Explora el material:
1. Indica si cada afirmación coincide con el fragmento sobre la utopía revolucionaria. Responde sí o no y cita las palabras del fragmento que lo deciden. (a) Los enemigos de la revolución son solo quienes cometen actos violentos o sabotajes. (b) Las revoluciones han prometido el cielo en este mundo. (c) Una vez triunfantes, las revoluciones han perseguido a los habitantes en quienes no se produce la metamorfosis.
2. Reproduce sin cambios la parte del fragmento sobre la utopía revolucionaria que empieza con "La utopía revolucionaria" y llega hasta "nuevas políticas públicas.".

Fragmento:
______
La utopía revolucionaria

  • Las revoluciones han prometido la utopía del hombre nuevo, el ser humano innatamente justo y solidario, creyente sin dubitaciones en los supremos valores revolucionarios. Una vez triunfantes, han perseguido con saña a todos los habitantes en quienes no tiene lugar esa prodigiosa metamorfosis.

Las revoluciones han prometido el cielo en este mundo, pero en ese paraíso han incluido, asegurando que son indispensables para proteger la revolución, algunos infiernos destinados a quienes no comulgan con los postulados revolucionarios. Los enemigos no son sólo quienes incurren en actos violentos o sabotajes contra la revolución, sino todos los que manifiestan su desacuerdo con las nuevas leyes o las nuevas políticas públicas.
______
Entradas de datos guardadas
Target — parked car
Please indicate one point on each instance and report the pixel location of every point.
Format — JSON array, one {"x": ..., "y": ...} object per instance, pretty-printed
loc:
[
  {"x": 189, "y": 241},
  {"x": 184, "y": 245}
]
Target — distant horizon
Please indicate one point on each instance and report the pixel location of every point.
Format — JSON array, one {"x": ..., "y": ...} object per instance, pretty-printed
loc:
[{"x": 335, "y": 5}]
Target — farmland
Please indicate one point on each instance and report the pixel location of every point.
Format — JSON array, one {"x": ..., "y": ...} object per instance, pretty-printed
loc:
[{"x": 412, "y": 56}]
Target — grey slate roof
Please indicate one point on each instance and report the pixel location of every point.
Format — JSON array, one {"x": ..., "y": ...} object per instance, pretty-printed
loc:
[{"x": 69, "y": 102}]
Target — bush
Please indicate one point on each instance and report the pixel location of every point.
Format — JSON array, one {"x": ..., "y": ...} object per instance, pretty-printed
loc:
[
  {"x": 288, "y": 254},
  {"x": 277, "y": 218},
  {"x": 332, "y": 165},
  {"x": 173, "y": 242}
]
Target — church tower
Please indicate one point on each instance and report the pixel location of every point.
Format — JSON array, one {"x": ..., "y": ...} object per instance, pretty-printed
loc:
______
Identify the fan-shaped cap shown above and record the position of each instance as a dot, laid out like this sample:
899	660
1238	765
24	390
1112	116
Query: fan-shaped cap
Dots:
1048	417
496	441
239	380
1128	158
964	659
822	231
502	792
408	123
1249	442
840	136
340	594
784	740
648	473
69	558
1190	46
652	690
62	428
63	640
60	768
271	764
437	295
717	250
______
Respuestas por tarea:
1.
(a) No: "Los enemigos no son sólo quienes incurren en actos violentos o sabotajes contra la revolución, sino todos los que manifiestan su desacuerdo con las nuevas leyes o las nuevas políticas públicas."
(b) Sí: "Las revoluciones han prometido el cielo en este mundo"
(c) Sí: "Una vez triunfantes, han perseguido con saña a todos los habitantes en quienes no tiene lugar esa prodigiosa metamorfosis."

2.
La utopía revolucionaria

  • Las revoluciones han prometido la utopía del hombre nuevo, el ser humano innatamente justo y solidario, creyente sin dubitaciones en los supremos valores revolucionarios. Una vez triunfantes, han perseguido con saña a todos los habitantes en quienes no tiene lugar esa prodigiosa metamorfosis.

Las revoluciones han prometido el cielo en este mundo, pero en ese paraíso han incluido, asegurando que son indispensables para proteger la revolución, algunos infiernos destinados a quienes no comulgan con los postulados revolucionarios. Los enemigos no son sólo quienes incurren en actos violentos o sabotajes contra la revolución, sino todos los que manifiestan su desacuerdo con las nuevas leyes o las nuevas políticas públicas.